Directive: Which lines in the data below contain the word "vera"? Report each such line in full.

Extracted material:
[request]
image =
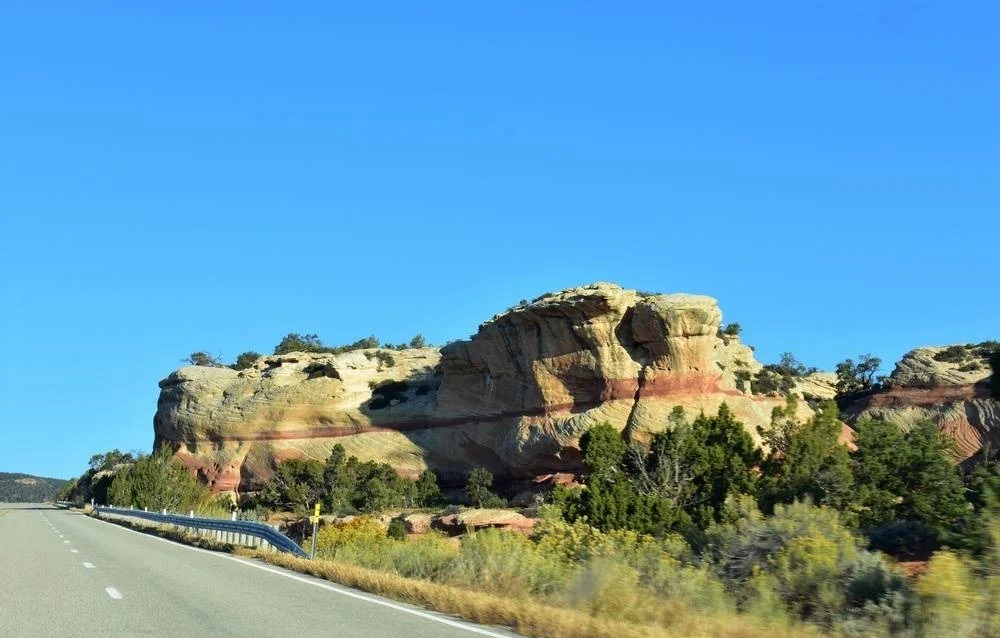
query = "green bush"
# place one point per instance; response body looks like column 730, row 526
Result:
column 477, row 489
column 396, row 530
column 157, row 481
column 804, row 551
column 245, row 360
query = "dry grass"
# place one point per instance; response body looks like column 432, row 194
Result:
column 524, row 616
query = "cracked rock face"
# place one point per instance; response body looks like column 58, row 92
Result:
column 949, row 386
column 514, row 398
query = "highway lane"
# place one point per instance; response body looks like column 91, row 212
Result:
column 65, row 574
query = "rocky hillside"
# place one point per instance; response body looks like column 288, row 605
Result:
column 948, row 385
column 514, row 398
column 518, row 394
column 24, row 488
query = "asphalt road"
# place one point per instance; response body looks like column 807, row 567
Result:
column 65, row 574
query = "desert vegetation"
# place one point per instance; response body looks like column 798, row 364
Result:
column 696, row 532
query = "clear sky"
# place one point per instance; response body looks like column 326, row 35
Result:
column 180, row 176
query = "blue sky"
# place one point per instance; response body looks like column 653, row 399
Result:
column 178, row 177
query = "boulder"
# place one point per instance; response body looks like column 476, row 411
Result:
column 475, row 519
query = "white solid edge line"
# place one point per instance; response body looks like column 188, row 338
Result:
column 328, row 587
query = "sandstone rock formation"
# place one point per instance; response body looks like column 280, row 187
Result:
column 949, row 386
column 514, row 398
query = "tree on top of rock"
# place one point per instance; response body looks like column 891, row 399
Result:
column 204, row 359
column 857, row 377
column 805, row 460
column 295, row 342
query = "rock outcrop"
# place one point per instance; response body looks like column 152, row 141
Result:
column 949, row 386
column 514, row 398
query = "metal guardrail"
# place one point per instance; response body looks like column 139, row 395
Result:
column 236, row 532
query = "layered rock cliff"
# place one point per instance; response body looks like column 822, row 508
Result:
column 950, row 386
column 514, row 398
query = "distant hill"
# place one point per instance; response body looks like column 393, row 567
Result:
column 24, row 488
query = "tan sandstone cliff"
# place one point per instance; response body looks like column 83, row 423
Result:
column 950, row 386
column 515, row 397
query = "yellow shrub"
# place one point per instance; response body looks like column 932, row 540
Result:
column 948, row 598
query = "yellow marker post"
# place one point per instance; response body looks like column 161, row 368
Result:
column 315, row 521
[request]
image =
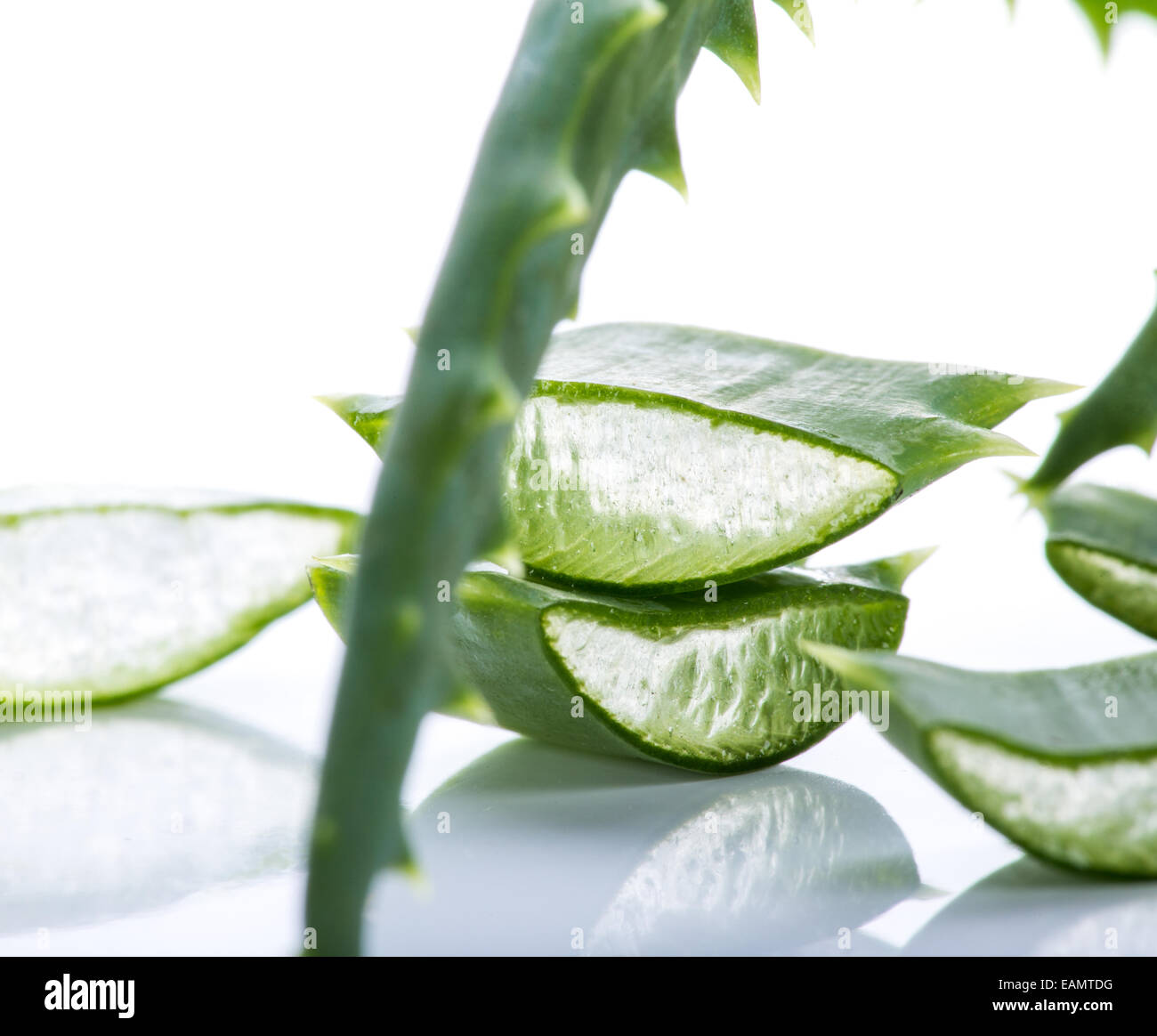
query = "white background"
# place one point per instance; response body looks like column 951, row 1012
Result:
column 209, row 213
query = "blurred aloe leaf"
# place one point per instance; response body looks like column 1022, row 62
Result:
column 115, row 600
column 1063, row 762
column 644, row 859
column 1103, row 543
column 1121, row 411
column 1105, row 16
column 706, row 684
column 781, row 450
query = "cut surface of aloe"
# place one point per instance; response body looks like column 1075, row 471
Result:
column 1103, row 543
column 652, row 457
column 709, row 685
column 117, row 600
column 1063, row 762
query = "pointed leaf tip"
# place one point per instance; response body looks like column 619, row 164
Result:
column 801, row 14
column 844, row 662
column 659, row 157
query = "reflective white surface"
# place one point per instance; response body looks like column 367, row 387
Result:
column 176, row 828
column 207, row 220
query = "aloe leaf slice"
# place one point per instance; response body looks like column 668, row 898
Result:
column 705, row 684
column 1063, row 762
column 120, row 599
column 652, row 457
column 1103, row 543
column 1121, row 411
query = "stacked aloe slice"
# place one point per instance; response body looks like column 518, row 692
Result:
column 655, row 484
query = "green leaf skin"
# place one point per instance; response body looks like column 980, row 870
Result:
column 704, row 684
column 1063, row 762
column 585, row 102
column 758, row 863
column 781, row 450
column 1104, row 18
column 1121, row 411
column 117, row 600
column 1103, row 543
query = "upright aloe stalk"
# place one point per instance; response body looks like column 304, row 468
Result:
column 591, row 95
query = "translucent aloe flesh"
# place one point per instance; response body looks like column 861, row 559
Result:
column 1063, row 762
column 1121, row 411
column 709, row 685
column 652, row 457
column 114, row 601
column 1103, row 543
column 590, row 95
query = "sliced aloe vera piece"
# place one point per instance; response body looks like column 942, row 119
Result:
column 709, row 685
column 1103, row 543
column 1064, row 762
column 652, row 457
column 117, row 600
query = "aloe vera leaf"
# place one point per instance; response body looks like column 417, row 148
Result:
column 760, row 862
column 1103, row 543
column 781, row 450
column 1063, row 762
column 1105, row 16
column 586, row 101
column 1029, row 909
column 1121, row 411
column 118, row 600
column 708, row 685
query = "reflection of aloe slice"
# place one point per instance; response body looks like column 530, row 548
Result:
column 651, row 457
column 708, row 684
column 122, row 599
column 1063, row 762
column 639, row 859
column 154, row 801
column 1103, row 543
column 1029, row 909
column 1121, row 411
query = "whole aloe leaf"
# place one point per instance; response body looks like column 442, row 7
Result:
column 716, row 684
column 1121, row 411
column 1063, row 762
column 110, row 601
column 780, row 450
column 590, row 95
column 1103, row 543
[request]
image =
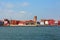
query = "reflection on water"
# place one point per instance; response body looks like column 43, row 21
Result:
column 29, row 33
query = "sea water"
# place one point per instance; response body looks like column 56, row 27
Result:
column 29, row 33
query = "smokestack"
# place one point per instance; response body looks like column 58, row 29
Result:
column 35, row 18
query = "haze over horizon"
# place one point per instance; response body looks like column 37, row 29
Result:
column 27, row 9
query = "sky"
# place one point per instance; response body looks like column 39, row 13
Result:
column 27, row 9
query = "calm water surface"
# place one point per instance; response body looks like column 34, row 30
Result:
column 29, row 33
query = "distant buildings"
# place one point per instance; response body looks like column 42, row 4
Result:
column 34, row 22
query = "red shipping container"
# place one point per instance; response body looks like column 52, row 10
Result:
column 58, row 22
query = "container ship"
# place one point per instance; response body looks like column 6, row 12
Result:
column 30, row 23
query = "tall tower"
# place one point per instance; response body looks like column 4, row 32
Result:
column 35, row 19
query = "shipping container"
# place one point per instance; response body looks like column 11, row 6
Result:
column 58, row 22
column 46, row 22
column 41, row 22
column 52, row 22
column 1, row 23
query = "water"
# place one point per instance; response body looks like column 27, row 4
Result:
column 29, row 33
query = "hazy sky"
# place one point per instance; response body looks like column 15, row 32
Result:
column 27, row 9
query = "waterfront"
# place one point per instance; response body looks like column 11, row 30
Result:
column 29, row 33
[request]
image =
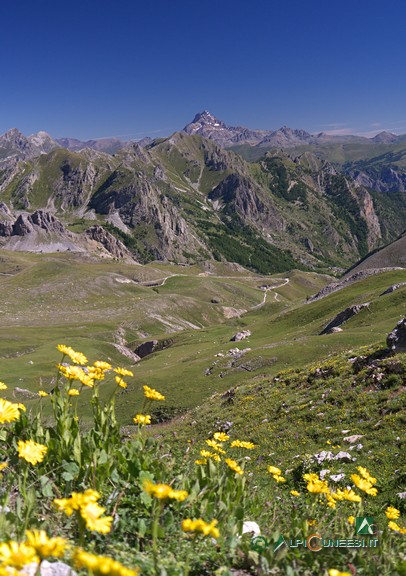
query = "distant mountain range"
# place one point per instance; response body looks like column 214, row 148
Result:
column 203, row 124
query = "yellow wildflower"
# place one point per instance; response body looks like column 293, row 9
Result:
column 101, row 565
column 141, row 419
column 164, row 492
column 364, row 485
column 199, row 525
column 221, row 436
column 393, row 526
column 76, row 501
column 392, row 513
column 234, row 466
column 152, row 394
column 8, row 411
column 94, row 372
column 123, row 372
column 346, row 494
column 216, row 446
column 242, row 444
column 278, row 478
column 31, row 451
column 274, row 470
column 45, row 546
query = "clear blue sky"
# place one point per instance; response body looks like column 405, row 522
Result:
column 129, row 68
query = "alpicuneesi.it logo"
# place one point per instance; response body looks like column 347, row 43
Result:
column 364, row 526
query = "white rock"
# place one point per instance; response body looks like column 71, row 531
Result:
column 353, row 439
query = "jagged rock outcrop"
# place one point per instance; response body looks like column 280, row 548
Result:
column 47, row 222
column 146, row 348
column 396, row 340
column 115, row 247
column 344, row 316
column 22, row 226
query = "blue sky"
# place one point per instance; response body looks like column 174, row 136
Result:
column 129, row 68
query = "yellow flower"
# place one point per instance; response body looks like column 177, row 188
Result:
column 152, row 394
column 393, row 526
column 45, row 546
column 242, row 444
column 31, row 451
column 8, row 411
column 216, row 446
column 364, row 485
column 346, row 494
column 102, row 365
column 101, row 565
column 316, row 486
column 366, row 475
column 200, row 525
column 17, row 555
column 141, row 419
column 120, row 382
column 123, row 372
column 92, row 513
column 221, row 436
column 234, row 466
column 392, row 513
column 94, row 372
column 164, row 492
column 76, row 357
column 274, row 470
column 278, row 478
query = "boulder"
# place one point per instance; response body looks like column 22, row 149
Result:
column 146, row 348
column 396, row 340
column 344, row 316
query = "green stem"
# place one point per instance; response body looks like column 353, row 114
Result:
column 155, row 526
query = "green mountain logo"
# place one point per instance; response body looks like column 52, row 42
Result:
column 280, row 542
column 365, row 525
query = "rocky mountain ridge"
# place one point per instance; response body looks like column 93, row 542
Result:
column 185, row 199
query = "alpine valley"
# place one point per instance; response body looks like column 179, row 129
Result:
column 239, row 290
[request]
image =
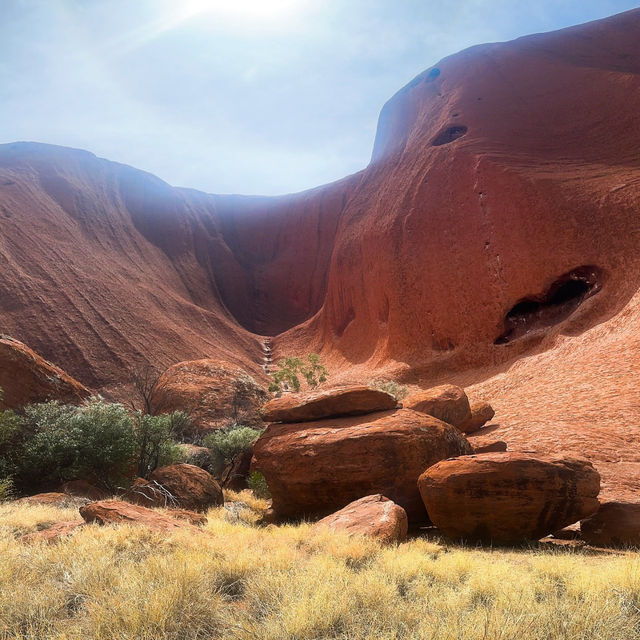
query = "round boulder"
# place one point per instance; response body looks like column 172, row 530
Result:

Task result:
query = "sliced aloe vera piece"
query = "aloe vera leaf"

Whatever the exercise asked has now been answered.